Input records:
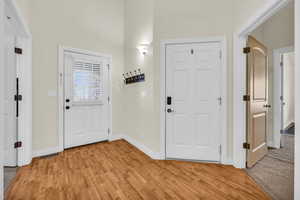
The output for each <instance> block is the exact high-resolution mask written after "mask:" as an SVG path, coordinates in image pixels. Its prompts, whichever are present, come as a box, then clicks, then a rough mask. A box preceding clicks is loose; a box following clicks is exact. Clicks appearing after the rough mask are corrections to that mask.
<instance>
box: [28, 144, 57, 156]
mask: <svg viewBox="0 0 300 200" xmlns="http://www.w3.org/2000/svg"><path fill="white" fill-rule="evenodd" d="M59 152H60V150H59V147H54V148H48V149H42V150H38V151H34V152H33V153H32V158H37V157H42V156H49V155H53V154H57V153H59Z"/></svg>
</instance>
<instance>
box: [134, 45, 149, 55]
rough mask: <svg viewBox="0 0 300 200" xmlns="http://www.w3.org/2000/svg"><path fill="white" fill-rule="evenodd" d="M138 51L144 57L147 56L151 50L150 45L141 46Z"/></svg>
mask: <svg viewBox="0 0 300 200" xmlns="http://www.w3.org/2000/svg"><path fill="white" fill-rule="evenodd" d="M137 49H138V50H139V52H140V53H141V54H142V55H147V53H148V50H149V45H148V44H141V45H139V46H138V47H137Z"/></svg>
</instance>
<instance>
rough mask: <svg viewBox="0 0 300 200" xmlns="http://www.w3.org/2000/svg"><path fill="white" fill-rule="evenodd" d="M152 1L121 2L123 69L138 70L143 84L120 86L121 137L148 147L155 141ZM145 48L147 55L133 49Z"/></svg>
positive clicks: (154, 116)
mask: <svg viewBox="0 0 300 200" xmlns="http://www.w3.org/2000/svg"><path fill="white" fill-rule="evenodd" d="M153 9H154V1H153V0H126V1H125V48H124V50H125V69H124V72H125V73H126V72H130V71H132V72H133V71H134V70H137V69H138V68H140V69H141V70H142V72H144V73H145V75H146V81H145V82H141V83H135V84H130V85H125V84H124V85H123V88H122V89H123V94H124V95H123V99H124V112H125V113H127V115H126V120H125V119H124V125H123V126H122V127H124V130H123V134H126V135H127V136H129V137H131V138H132V139H134V140H136V141H139V142H140V143H142V144H144V145H145V146H147V147H149V148H151V147H153V146H155V145H156V143H158V142H159V140H157V138H156V137H153V135H155V134H156V133H155V131H156V130H155V129H154V118H155V113H154V96H153V80H154V79H153V68H154V67H153V51H152V42H153V20H154V18H153V14H154V10H153ZM141 44H147V45H149V52H148V53H147V55H145V56H144V55H142V54H141V53H140V52H139V51H138V50H137V47H138V46H139V45H141Z"/></svg>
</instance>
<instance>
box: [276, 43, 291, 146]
mask: <svg viewBox="0 0 300 200" xmlns="http://www.w3.org/2000/svg"><path fill="white" fill-rule="evenodd" d="M290 52H294V47H292V46H291V47H285V48H280V49H275V50H274V51H273V60H274V61H273V63H274V69H273V104H274V106H273V133H274V135H273V136H274V137H273V138H272V147H274V148H277V149H279V148H280V131H281V124H282V116H281V114H282V110H281V107H282V105H281V100H280V96H281V93H282V90H283V88H282V86H283V85H282V72H281V67H280V62H281V55H282V54H284V53H290Z"/></svg>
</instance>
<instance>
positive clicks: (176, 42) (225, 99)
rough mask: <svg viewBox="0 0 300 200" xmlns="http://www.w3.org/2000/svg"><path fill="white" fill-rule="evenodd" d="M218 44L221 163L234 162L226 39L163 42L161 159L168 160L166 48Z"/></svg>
mask: <svg viewBox="0 0 300 200" xmlns="http://www.w3.org/2000/svg"><path fill="white" fill-rule="evenodd" d="M207 42H218V43H220V44H221V51H222V61H221V64H222V67H221V85H222V88H221V91H222V92H221V93H222V94H221V95H222V108H221V113H222V114H221V115H222V116H221V131H222V132H221V145H222V153H221V163H222V164H231V163H232V161H230V160H228V157H227V137H228V135H227V122H228V118H227V44H226V37H225V36H221V37H209V38H192V39H173V40H163V41H161V44H160V59H161V63H160V90H161V91H160V123H161V124H160V135H161V139H160V140H161V144H160V146H161V155H160V157H161V159H166V110H165V109H166V47H167V45H170V44H189V43H207Z"/></svg>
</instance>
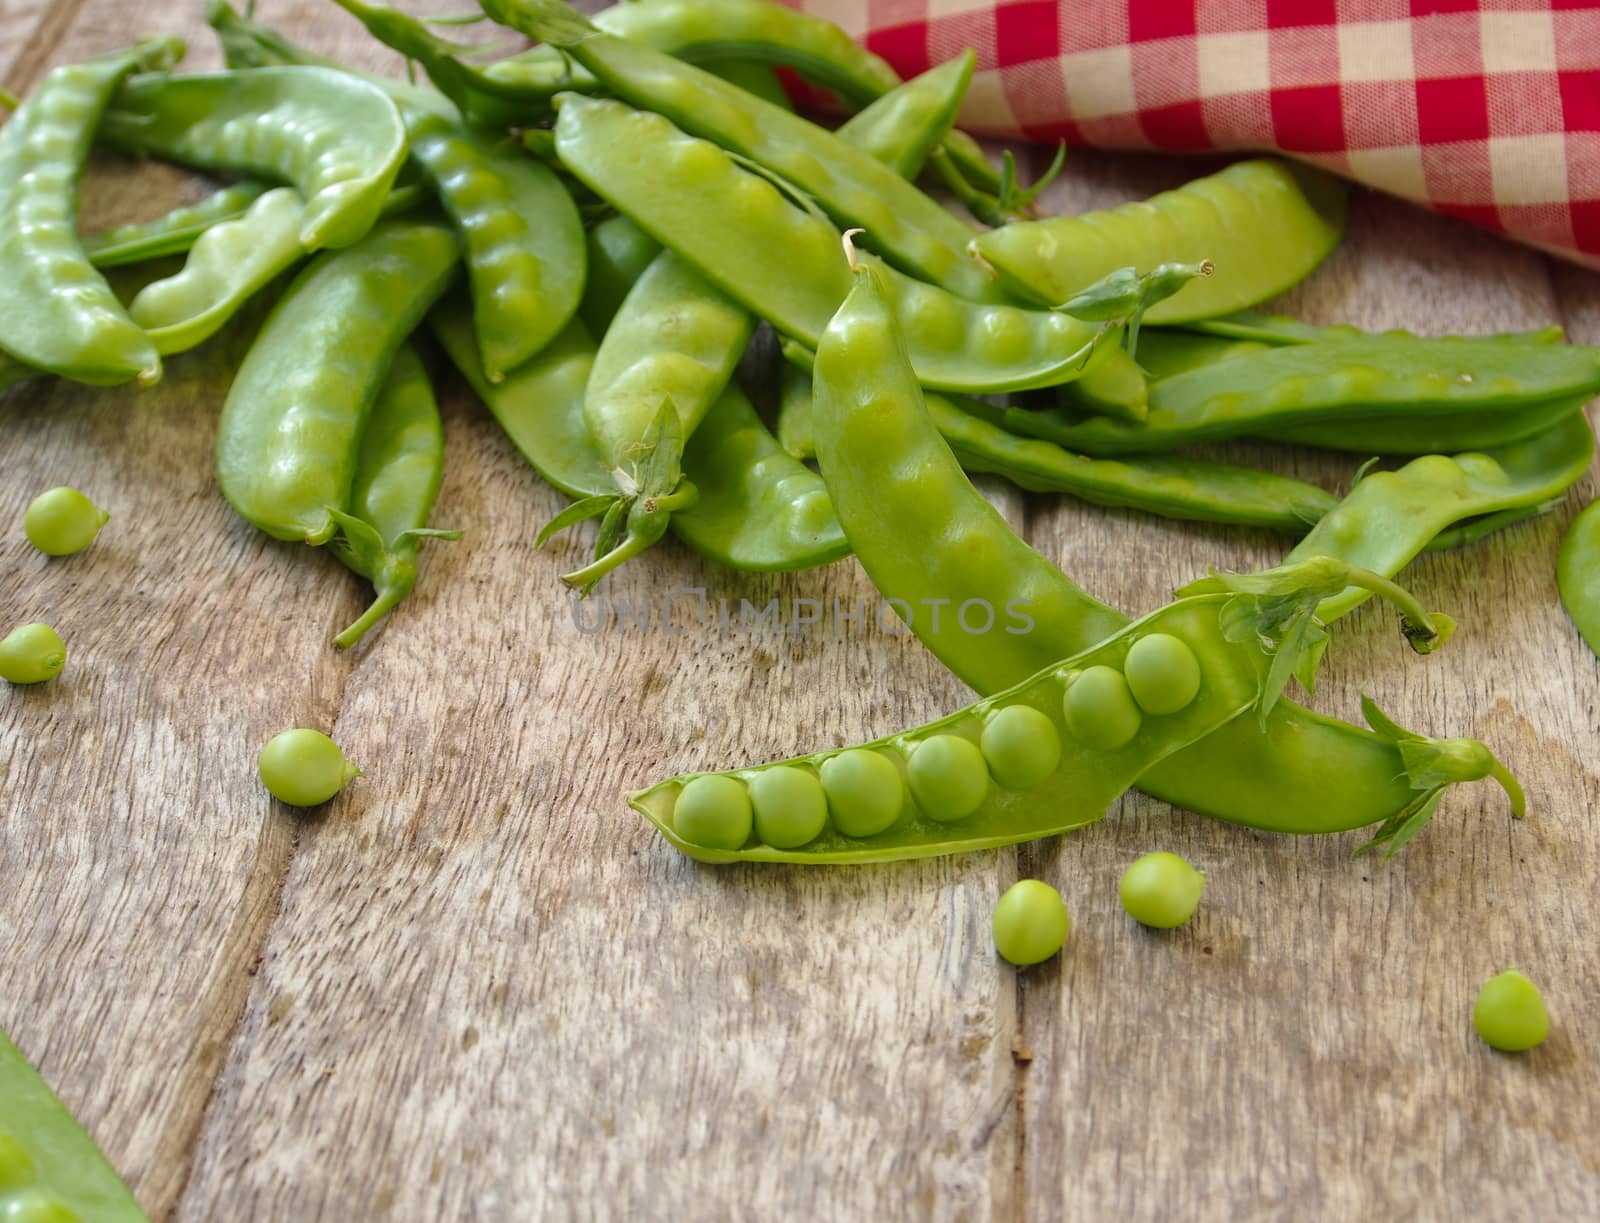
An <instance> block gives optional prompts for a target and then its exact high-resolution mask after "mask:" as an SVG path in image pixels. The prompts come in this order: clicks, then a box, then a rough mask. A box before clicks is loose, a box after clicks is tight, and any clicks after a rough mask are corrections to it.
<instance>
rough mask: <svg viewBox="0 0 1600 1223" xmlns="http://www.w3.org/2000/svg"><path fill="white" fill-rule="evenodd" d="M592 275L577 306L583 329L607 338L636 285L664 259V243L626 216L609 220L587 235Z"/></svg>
mask: <svg viewBox="0 0 1600 1223" xmlns="http://www.w3.org/2000/svg"><path fill="white" fill-rule="evenodd" d="M587 247H589V275H587V277H586V279H584V296H582V301H581V303H579V306H578V312H579V314H581V315H582V320H584V325H586V327H589V330H590V331H595V333H598V335H605V330H606V328H608V327H610V325H611V319H614V317H616V312H618V309H621V306H622V298H626V296H627V293H629V290H630V288H634V282H635V280H638V277H642V275H643V274H645V269H646V267H650V264H651V261H653V259H654V258H656V256H658V255H661V243H659V242H656V240H654V239H653V237H650V234H646V232H645V231H643V229H640V227H638V226H635V224H634V223H632V219H629V218H626V216H608V218H606V219H605V221H602V223H600V224H597V226H594V227H592V229H590V231H589V235H587Z"/></svg>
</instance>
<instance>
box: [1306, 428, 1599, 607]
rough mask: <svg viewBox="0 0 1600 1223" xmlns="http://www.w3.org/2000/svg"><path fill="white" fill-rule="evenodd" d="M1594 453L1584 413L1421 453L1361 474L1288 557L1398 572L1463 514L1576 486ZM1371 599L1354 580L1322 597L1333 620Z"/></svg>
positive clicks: (1504, 509)
mask: <svg viewBox="0 0 1600 1223" xmlns="http://www.w3.org/2000/svg"><path fill="white" fill-rule="evenodd" d="M1592 458H1594V434H1592V432H1590V431H1589V423H1587V421H1586V419H1584V415H1582V413H1574V415H1573V416H1570V418H1568V419H1565V421H1563V423H1560V424H1557V426H1555V427H1554V429H1550V431H1547V432H1544V434H1539V435H1538V437H1533V439H1530V440H1526V442H1520V443H1515V445H1510V447H1504V448H1499V450H1491V451H1486V453H1466V455H1454V456H1446V455H1424V456H1422V458H1418V459H1413V461H1411V463H1408V464H1406V466H1403V467H1400V469H1398V471H1381V472H1371V474H1368V475H1363V477H1362V480H1360V482H1358V483H1357V485H1355V488H1352V490H1350V493H1349V496H1346V498H1344V501H1341V503H1339V504H1338V506H1334V507H1333V509H1330V511H1328V514H1325V515H1323V519H1322V522H1318V523H1317V525H1315V527H1314V528H1312V530H1310V533H1309V535H1307V536H1306V538H1304V539H1301V541H1299V543H1298V544H1296V546H1294V549H1293V551H1290V554H1288V557H1285V562H1294V560H1304V559H1309V557H1314V555H1322V554H1336V555H1339V557H1341V559H1344V560H1349V562H1350V563H1352V565H1360V567H1362V568H1370V570H1376V571H1379V573H1398V571H1400V570H1402V568H1403V567H1405V565H1406V563H1408V562H1410V560H1411V559H1413V557H1414V555H1416V554H1418V552H1421V551H1422V549H1424V547H1426V546H1427V544H1429V541H1430V539H1434V538H1435V536H1437V535H1438V533H1440V531H1443V530H1445V528H1448V527H1451V525H1454V523H1458V522H1462V520H1466V519H1472V517H1478V515H1486V514H1501V512H1506V511H1514V509H1534V507H1538V506H1541V504H1546V503H1547V501H1550V499H1552V498H1557V496H1560V495H1562V493H1565V491H1566V490H1568V488H1571V487H1573V485H1574V483H1576V482H1578V480H1579V479H1582V475H1584V472H1586V471H1589V463H1590V459H1592ZM1370 597H1371V592H1370V591H1363V589H1362V587H1358V586H1352V587H1349V589H1346V591H1342V592H1341V594H1336V595H1333V597H1330V599H1325V600H1323V602H1322V603H1320V605H1318V608H1317V615H1318V616H1320V618H1322V620H1323V621H1333V620H1336V618H1338V616H1342V615H1346V613H1347V612H1350V610H1352V608H1355V607H1357V605H1358V603H1362V602H1365V600H1366V599H1370Z"/></svg>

The problem: Find every line in the records above that contains the word "positive", and copy each of those lines in full.

Solved problem:
positive clicks: (154, 116)
positive clicks: (176, 42) (225, 99)
positive clicks: (1504, 509)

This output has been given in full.